* [PAGE EXCERPT]
● ● ●

Managing Software Images

Managing Software Images#

🔍 OVERVIEW

Questions

What software environments are available on the hub?
How is containerization helpful for my work?
Is there a way to customise my software environment?

Objectives

Explain the value of reproducibility with containerized software environments
Select pre-configured JupyterLab or RStudio containers for their hub
Pull a custom container for their hub

Software for research and education#

Hub users usually require specific software packages to carry out their work. Installing software on a laptop significantly differs from installing software on a shared resource such as a hub in the cloud, largely because of different

operating systems, e.g. Linux, macOS, Windows
system libraries
filesystems
hardware.

Due to these factors, a software installation on a user’s local machine is difficult to reproduce and the installation process is often poorly documented and out of date.

Exercise: Software Challenges

Think about the challenges that you may have faced with using software for your work.

Is there a tool that you wanted to use that was not compatible with your operating system?
Have you ever struggled to install a piece of software?
Did you and your collaborators fail to reproduce results using the same software application?

Write up your thoughts in our shared collaborative document.

Reproduce software environments with containers#

Containers are a useful technology for overcoming software challenges in reproducibility, portability and scalability. A container bundles up the software application and its dependencies into a lightweight and standalone package that can be run on any infrastructure.

block-beta columns 3 id0{{"Containerized Software Applications<br>Entornos de contenedores de software"}}:3 block:apps:3 %% columns auto (default) A["App A"] B["App B"] C["App C"] D["App D"] E["App E"] F["App F"] end id1["Container Host"]:3 id2["Operating System<br>Sistema Operativo"]:3 id3["Infrastructure<br>Infraestructura"]:3

Fig. 7 Diagram of how a layer of many user software container environments shares the hub’s underlying operating system and server infrastructure.#

Reproducibility: An image is a reusable and shareable file that outlines the “recipe” needed to create a container. This is useful for reproducing a software environment since you can tag and keep track of the different versions of the image.
Portability: A container can run on different target systems, such as a laptop, supercomputer or cloud server.
Scalability: Containers can be scaled up or down to take advantage of the system resources available (i.e. CPUs and RAM).

Exercise: Reasons to use containers

Which of the following statements are True or False?

Containers are lightweight, portable and isolated units of software that can be used on any computer and operating system.
An image is a runnable, self-contained software environment created from a container. A container is a shareable “recipe” used to create images.

● ● ●

* [DATASET EXCERPT]

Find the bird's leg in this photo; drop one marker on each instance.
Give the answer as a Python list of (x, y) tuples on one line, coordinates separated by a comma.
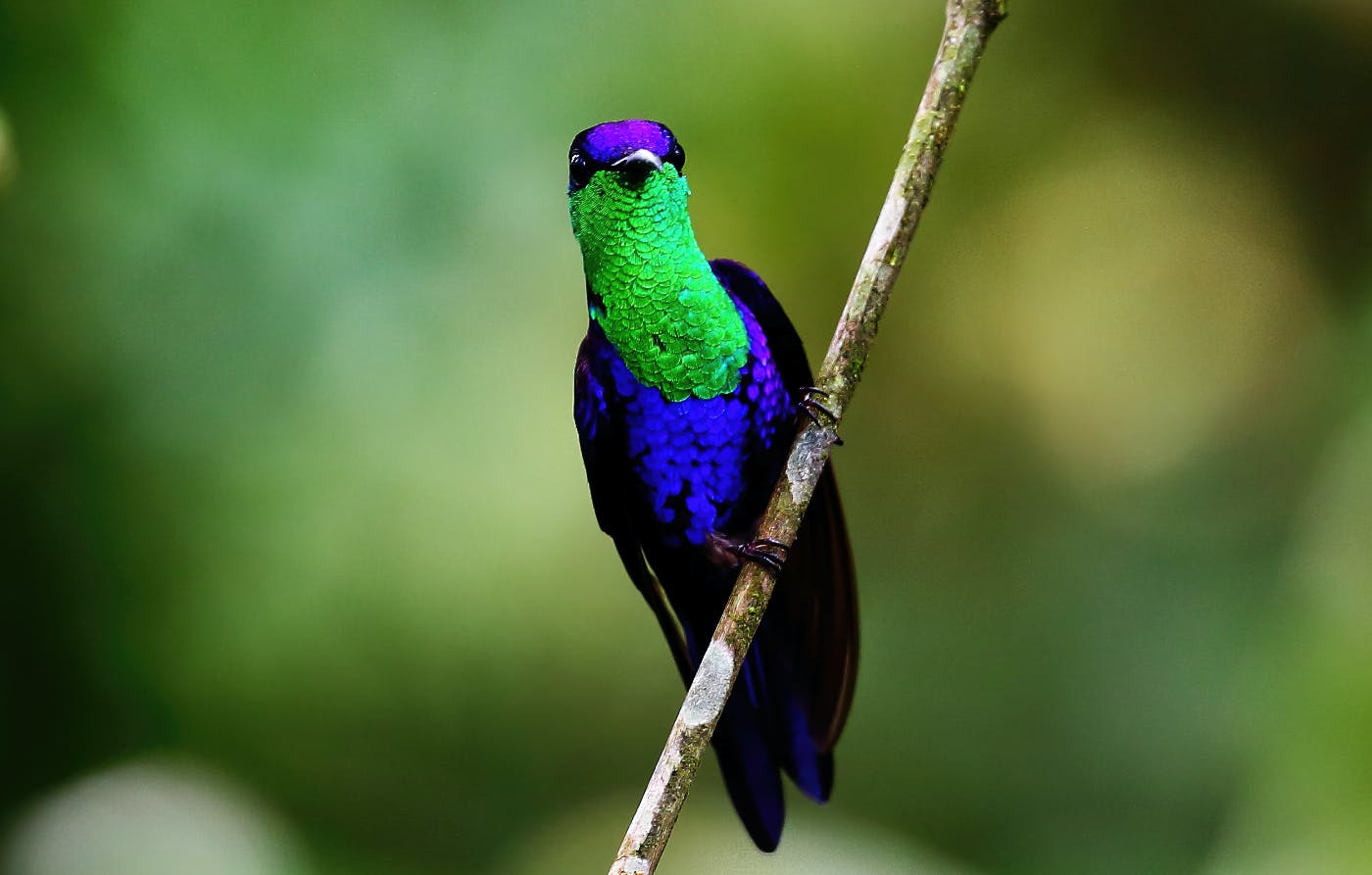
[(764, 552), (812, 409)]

● ● ●

* [WRITTEN PROBLEM 1] List every factor that the software images page gives for why installing software on a laptop differs from installing it on a shared hub in the cloud.
* [WRITTEN PROBLEM 2] According to the software images page, on what kinds of target systems can a container run?
* [WRITTEN PROBLEM 3] Rename "supercomputer" as "high-performance cluster" in the software images page, reproducing everything from "Portability: A container" down to "and operating system.".

* [COMPLETE RESPONSE 1]
- Operating systems, e.g. Linux, macOS, Windows
- System libraries
- Filesystems
- Hardware

* [COMPLETE RESPONSE 2] A laptop, a supercomputer or a cloud server.

* [COMPLETE RESPONSE 3]
Portability: A container can run on different target systems, such as a laptop, high-performance cluster or cloud server.
Scalability: Containers can be scaled up or down to take advantage of the system resources available (i.e. CPUs and RAM).

Exercise: Reasons to use containers

Which of the following statements are True or False?

Containers are lightweight, portable and isolated units of software that can be used on any computer and operating system.